═══ PAGE TEXT
A Journey Toward Paranoid Physical Agents

The "Simple" Problem

One of my favorite things in engineering are the "simple problems that will be solved before dinner." These are the problems that end up becoming multi-year journeys. Every time I’ve fallen into one of these rabbit holes, it has forced me to confront reality at a fundamental level I hadn't considered before.

Years ago, I set out to solve one of these: build a simple 4-wheeled platform that could use a single camera to navigate from a charging station, roam the house to take pictures, and return to base autonomously. This was 12 years ago; long before you could just buy a vacuum that does this for $300. I wanted a visual report of my home while I was away.

Naturally, I chose to build rather than buy.

Step 1: Gridify

For simple navigation automation, this is always my first instinct. I created a virtual floor plan made of one-square-foot tiles. Just enough room for the platform to turn with a little margin for error.

Step 2: Plot a Path

Finding an optimal path using Dijkstra’s Algorithm or A* is nothing new. Since my problem space was small, I plotted the route using logic not much different from the Logo Turtle Graphics that I was taught as a kid:

Forward 5 (from base)
Turn left 90°
Forward 10 (through the door)
Turn right 90°
Forward 10
Take picture
(Reverse actions to return to base)

Step 3: Fail Every Time

The rover never made it back to the base. Sometimes it didn't even make it through the first door. I couldn't get it to traverse a single room, let alone the whole house. By the time I gave up, it was well past dinner.

I ended up using nursery cameras I found at a Goodwill to monitor the house. It worked, but it wasn't the point. I threw the autonomous problem onto the "pile of things to think about" and let it sit for a decade.

The Non-Simple Problem: Survival is Paranoid

Looking back, my original approach failed because it was optimistic.

It assumed a command was the same as a result.
It had zero observability (it didn't know where it actually was).
══════
• **TASKS**:
1. From the rover navigation essay, write out the passage from "Turn left 90°" to "well past dinner.".
2. Extend the essay on building a paranoid rover, picking up after its last line.
═══ RECORDED DATA
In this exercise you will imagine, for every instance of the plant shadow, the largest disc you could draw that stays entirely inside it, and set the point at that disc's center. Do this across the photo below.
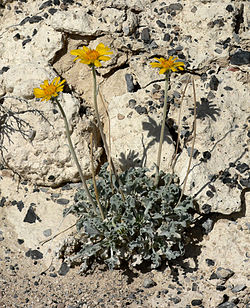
(11, 122)
(206, 109)
(132, 159)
══════
• **SET OF ANSWERS**:
1.
Turn left 90°
Forward 10 (through the door)
Turn right 90°
Forward 10
Take picture
(Reverse actions to return to base)

Step 3: Fail Every Time

The rover never made it back to the base. Sometimes it didn't even make it through the first door. I couldn't get it to traverse a single room, let alone the whole house. By the time I gave up, it was well past dinner.

2.
It had no way to adapt when it inevitably drifted off course.

It reminds me of a book I was given when I started at Intel: Only the Paranoid Survive by Andy Grove. While Grove was talking about business strategy and "Strategic Inflection Points," the message is a universal law of nature. In a chaotic world, a rigid plan is a death sentence.

Side note: Between 2007 and 2024, it seems Intel itself forgot about that book.

Lessons from Mars: Visual Odometry

NASA’s Mars rovers don't just trust their wheels. The Curiosity rover famously has a specific pattern of holes in its metallic treads. As it drives, it leaves an imprint in the Martian sand that spells out "JPL" in Morse code. By looking back at those tracks with its cameras, the rover can see exactly how much it slipped.

This is Visual Odometry. It turns a trust-based system into a verification-based system.

This makes sense when we think about how we move or how an animal moves. In nature this is called proprioception when combined with external stimuli. An animal isn't just "moving its legs"; it is constantly checking its environment to see if those leg movements actually resulted in progress. In a way we are all paranoid to some degree every time we move around the world.

Adaptability: Policy over Plan

The final piece of the puzzle clicked for me recently while taking a Masters course with a beautifully long name: Probability, Search, and Reasoning Under Uncertainty.

The shift in thinking was moving from Plans to Policies.

In nature, a squirrel doesn't have a frame-by-frame "plan" to get to a nut. If a dog barked or a branch broke, a rigid plan would fail. Instead, the squirrel has a Policy: a set of rules that tells it the best move to make from any state it finds itself in. If it gets "kidnapped" and moved five feet to the left, it doesn't freeze; it just looks at its new state and follows the policy.

In AI, we implement this using a Markov Decision Process (MDP). We assign a "Value" to every single tile on the floor.

Walls and Obstacles: Low/Negative scores.
The Goal (Charging Station): Maximum score.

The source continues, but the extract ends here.